▶ _PASSAGE PROVIDED_
- Film poster
- Directed by: James P. Hogan
- Screenplay by: Stuart Palmer
- Based on: The Third Round 1924 novel by Herman C. McNeile
- Starring: John Barrymore John Howard
- Cinematography: Harry Fischbeck
- Edited by: Edward Dmytryk
- Color process: Black and white
- Production company: Paramount Pictures
- Distributed by: Paramount Pictures
- Release date: March 18, 1938;
- Running time: 66 minutes
- Country: United States
- Language: English

= Bulldog Drummond's Peril =

1938 film by James P. Hogan

Bulldog Drummond's Peril is a 1938 American adventure crime mystery film directed by James P. Hogan and starring John Barrymore and John Howard. The film is based on Herman C. McNeile's novel The Third Round.

==Plot==
The intended wedding of Captain Hugh "Bulldog" Drummond to Phyllis Clavering at her villa in Switzerland is once again stopped short when someone murders the Swiss policeman who is guarding their wedding presents. The killer makes off with their prize possession, a synthetic diamond, made by a secret process by Professor Bernard Goodman, the father of their good friend Gwen Longworth. A guest, Sir Raymond Blantyre, head of the Metropolitan Diamond Syndicate, disappears at the same time, and Drummond suspects that Sir Raymond, who has the most to lose if Professor Goodman proceeds with his plans to publish his secret process, has something to do with the theft. He leaves Phyllis and returns to England.

(Location identification items)
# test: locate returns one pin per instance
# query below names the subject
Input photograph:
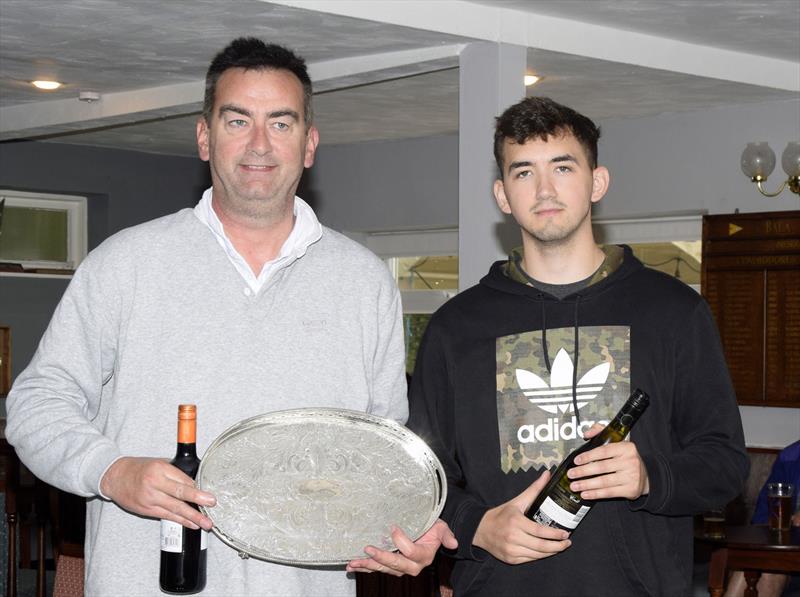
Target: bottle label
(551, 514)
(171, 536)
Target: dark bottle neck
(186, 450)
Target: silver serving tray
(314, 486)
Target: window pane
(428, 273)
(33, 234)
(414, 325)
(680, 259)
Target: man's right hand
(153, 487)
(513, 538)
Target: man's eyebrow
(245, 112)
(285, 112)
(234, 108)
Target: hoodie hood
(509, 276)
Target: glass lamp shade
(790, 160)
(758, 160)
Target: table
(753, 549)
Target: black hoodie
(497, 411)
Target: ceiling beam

▶ _TASKS TO COMPLETE_
1. In two sentences, how would you summarize the Bulldog Drummond's Peril article?
2. Answer these questions using the Bulldog Drummond's Peril article:
(a) Who edited the film?
(b) What is the film's running time?
(c) Who made the synthetic diamond by a secret process?
3. Can you pick up the plot in the Bulldog Drummond's Peril article right after the sentence "He leaves Phyllis and returns to England." and write what comes next?

▶ _RESULTS IN ORDER_
1. Bulldog Drummond's Peril is a 1938 American adventure crime mystery film directed by James P. Hogan, starring John Barrymore and John Howard, and based on Herman C. McNeile's novel The Third Round. Captain Hugh "Bulldog" Drummond's wedding to Phyllis Clavering in Switzerland is halted when the Swiss policeman guarding the presents is murdered and a synthetic diamond is stolen, and Drummond, suspecting diamond syndicate head Sir Raymond Blantyre, returns to England.

2.
(a) Edward Dmytryk
(b) 66 minutes
(c) Professor Bernard Goodman

3.
Colonel Nielsen of Scotland Yard scoffs, as usual, at Drummond's suspicions and insists that a man as respected as Sir Raymond could not possibly be involved in such a crime. An explosion that wrecks Goodman's house, and apparently kills him, makes Drummond more positive that the diamond king has again resorted to murder to protect his business. He follows Professor Botulian, a lifelong rival of Goodman's, whom he believes to be involved in the affair. His hunt leads him to a lonely house on the outskirts of London where he finds Goodman a prisoner. Drummond's valet Tenny soon joins them as captive, but brings with him the means of escape. After Goodman is taken to safety, Drummond discovers that Phyllis, who was searching for him, is now being held by the crooks. Drummond quickly returns to the house to confront Sir Raymond and his armed confederates. Drummond begins to fight his way out, but is met by superior forces.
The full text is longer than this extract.